[TUGAS ANDA] Tolong tuliskan kembali tanpa perubahan seluruh bagian teks tentang kewirausahaan di bawah, mulai dari "Nurbudiyani (2013: 55)" terus sampai "dalam menirukan bisnis.".

╭─ KUTIPAN SUMBER

Nurbudiyani (2013: 55) mengatakan bahwa kewirausahaan merupakan sifat manusiawi, dan oleh sebab itulah kewirausahaan berhubungan erat dengan perilaku. Selanjutnya Kurjono berpendapat, “Proses belajar merupakan salah satu proses dalam pembentukan wirausaha baru” (2013: 44). Proses belajar yang tujuan akhirnya adalah merubah perilaku dan kewirausahaan merupakan sifat manusiawi yang berhubungan erat dengan perilaku, maka wirausaha dapat dibentuk melalui proses belajar. Lebih lanjut lagi Taatila (2010: 49) menjelaskan bahwa pendidikan formal dapat memberikan gambaran kepada siswa tentang bagaimana suatu bidang itu dapat dikelola menjadi sebuah bisnis di masa depan, yang terpenting dalam pendidikan kewirausahaan tidak berdasarkan pada bidang bisnis apa yang dipilih siswa, namun pada bagaimana kemampuan siswa dalam menirukan bisnis.

╰─
╭─ BAHAN TERKUMPUL

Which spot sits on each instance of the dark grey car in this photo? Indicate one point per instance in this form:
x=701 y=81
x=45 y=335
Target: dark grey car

╰─

[JAWABAN LENGKAP]
Nurbudiyani (2013: 55) mengatakan bahwa kewirausahaan merupakan sifat manusiawi, dan oleh sebab itulah kewirausahaan berhubungan erat dengan perilaku. Selanjutnya Kurjono berpendapat, “Proses belajar merupakan salah satu proses dalam pembentukan wirausaha baru” (2013: 44). Proses belajar yang tujuan akhirnya adalah merubah perilaku dan kewirausahaan merupakan sifat manusiawi yang berhubungan erat dengan perilaku, maka wirausaha dapat dibentuk melalui proses belajar. Lebih lanjut lagi Taatila (2010: 49) menjelaskan bahwa pendidikan formal dapat memberikan gambaran kepada siswa tentang bagaimana suatu bidang itu dapat dikelola menjadi sebuah bisnis di masa depan, yang terpenting dalam pendidikan kewirausahaan tidak berdasarkan pada bidang bisnis apa yang dipilih siswa, namun pada bagaimana kemampuan siswa dalam menirukan bisnis.